→ Metin bölümü:
Duyunca inanamadım…
Doğrusu inanmak istemedim…
Samsun’da sporu yöneten kurumun başında olanların böylesi bir karar almasını doğrusu yadırgadım.
Eğer kararları doğru değilse beni dolmuşa getirenlerle uğraşmak boynumun borcu olsun.
Doğruysa; Samsun adına çok üzülürüm.
Bu şehir böyle kafalara kalmışsa vah Samsun’um vah!
Lafı uzatmadan konuyu aktarayım, sonra kendiniz yorum yapın.
Katılırsınız ya da katılmazsınız o kendi iradenize kalmış bir şey.
Türkiye’de hemen her spor salonlarının içerisinde spor branşlarına çalışmaları için tahsis edilmiş odalar, mekanlar bulunur.
Federasyon temsilcileri, hakemler, gözlemciler müsabakaların planlamasını, hakem atamalarını, müsabaka değerlendirmelerini bu odalarda çalışarak gerçekleştirirler.
Deplasmana gelen hakem, idareci ve diğer görevlileri burada konuk ederler.
Bakmayın böyle abartarak anlattığıma alt tarafı bir masa, iki üç sandalyeden oluşan bir mekandır izah etmeye çalıştığım.
Birilerinin neresine batmış?
Neyden rahatsızlık duymuş?
Bilemiyorum…
Bilememe sebebim karşı tarafı dinlemeden tek taraflı yazdığımdandır.
Samsun Mustafa Dağıstanlı Spor Salonu başta basketbol ve voleybol olmak üzere salon sporlarının icra edildiği mekandır.
Açıkçası çok modern, işlevsel özelliği yüksek parmakla gösterilecek bir tesistir.
Bu geniş mekanın iki odasını basketbol ve voleybol il temsilcileri, yukarıda yazdığım gibi diğer unsurlar kullanmaktaydı.

→ Veri kümesi:
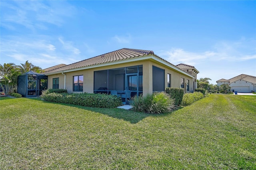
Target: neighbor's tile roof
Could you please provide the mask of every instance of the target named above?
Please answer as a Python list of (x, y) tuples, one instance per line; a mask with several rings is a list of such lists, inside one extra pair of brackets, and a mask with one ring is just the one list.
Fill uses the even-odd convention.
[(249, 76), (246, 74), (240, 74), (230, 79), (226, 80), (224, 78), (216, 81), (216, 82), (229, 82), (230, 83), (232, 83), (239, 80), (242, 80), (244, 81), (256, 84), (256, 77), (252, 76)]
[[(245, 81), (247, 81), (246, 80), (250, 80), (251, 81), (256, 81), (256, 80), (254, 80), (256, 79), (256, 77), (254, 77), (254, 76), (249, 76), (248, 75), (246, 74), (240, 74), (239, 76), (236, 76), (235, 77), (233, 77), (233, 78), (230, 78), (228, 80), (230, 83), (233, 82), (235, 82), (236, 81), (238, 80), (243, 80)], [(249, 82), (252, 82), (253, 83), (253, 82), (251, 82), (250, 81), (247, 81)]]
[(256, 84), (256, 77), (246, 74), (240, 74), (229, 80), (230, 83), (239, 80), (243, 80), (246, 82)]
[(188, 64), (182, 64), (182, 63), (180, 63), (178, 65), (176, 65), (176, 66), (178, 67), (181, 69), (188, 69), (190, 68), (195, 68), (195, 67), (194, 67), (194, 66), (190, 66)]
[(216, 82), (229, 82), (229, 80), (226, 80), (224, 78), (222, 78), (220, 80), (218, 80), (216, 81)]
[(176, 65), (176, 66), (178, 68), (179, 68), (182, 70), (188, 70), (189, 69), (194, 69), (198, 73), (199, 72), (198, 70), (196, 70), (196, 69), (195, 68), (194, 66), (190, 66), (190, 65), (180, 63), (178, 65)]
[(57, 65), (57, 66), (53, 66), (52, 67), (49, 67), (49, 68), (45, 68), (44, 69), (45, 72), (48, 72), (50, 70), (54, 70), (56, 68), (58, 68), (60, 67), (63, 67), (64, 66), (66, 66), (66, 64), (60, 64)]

→ Yapılacak görev: Yukarıdaki metin bölümünü baştan sona, tek harfini bile değiştirmeden yaz. Satırların bu işle hiçbir ilgisi yok.

→ Beklenen yanıt:
Duyunca inanamadım…
Doğrusu inanmak istemedim…
Samsun’da sporu yöneten kurumun başında olanların böylesi bir karar almasını doğrusu yadırgadım.
Eğer kararları doğru değilse beni dolmuşa getirenlerle uğraşmak boynumun borcu olsun.
Doğruysa; Samsun adına çok üzülürüm.
Bu şehir böyle kafalara kalmışsa vah Samsun’um vah!
Lafı uzatmadan konuyu aktarayım, sonra kendiniz yorum yapın.
Katılırsınız ya da katılmazsınız o kendi iradenize kalmış bir şey.
Türkiye’de hemen her spor salonlarının içerisinde spor branşlarına çalışmaları için tahsis edilmiş odalar, mekanlar bulunur.
Federasyon temsilcileri, hakemler, gözlemciler müsabakaların planlamasını, hakem atamalarını, müsabaka değerlendirmelerini bu odalarda çalışarak gerçekleştirirler.
Deplasmana gelen hakem, idareci ve diğer görevlileri burada konuk ederler.
Bakmayın böyle abartarak anlattığıma alt tarafı bir masa, iki üç sandalyeden oluşan bir mekandır izah etmeye çalıştığım.
Birilerinin neresine batmış?
Neyden rahatsızlık duymuş?
Bilemiyorum…
Bilememe sebebim karşı tarafı dinlemeden tek taraflı yazdığımdandır.
Samsun Mustafa Dağıstanlı Spor Salonu başta basketbol ve voleybol olmak üzere salon sporlarının icra edildiği mekandır.
Açıkçası çok modern, işlevsel özelliği yüksek parmakla gösterilecek bir tesistir.
Bu geniş mekanın iki odasını basketbol ve voleybol il temsilcileri, yukarıda yazdığım gibi diğer unsurlar kullanmaktaydı.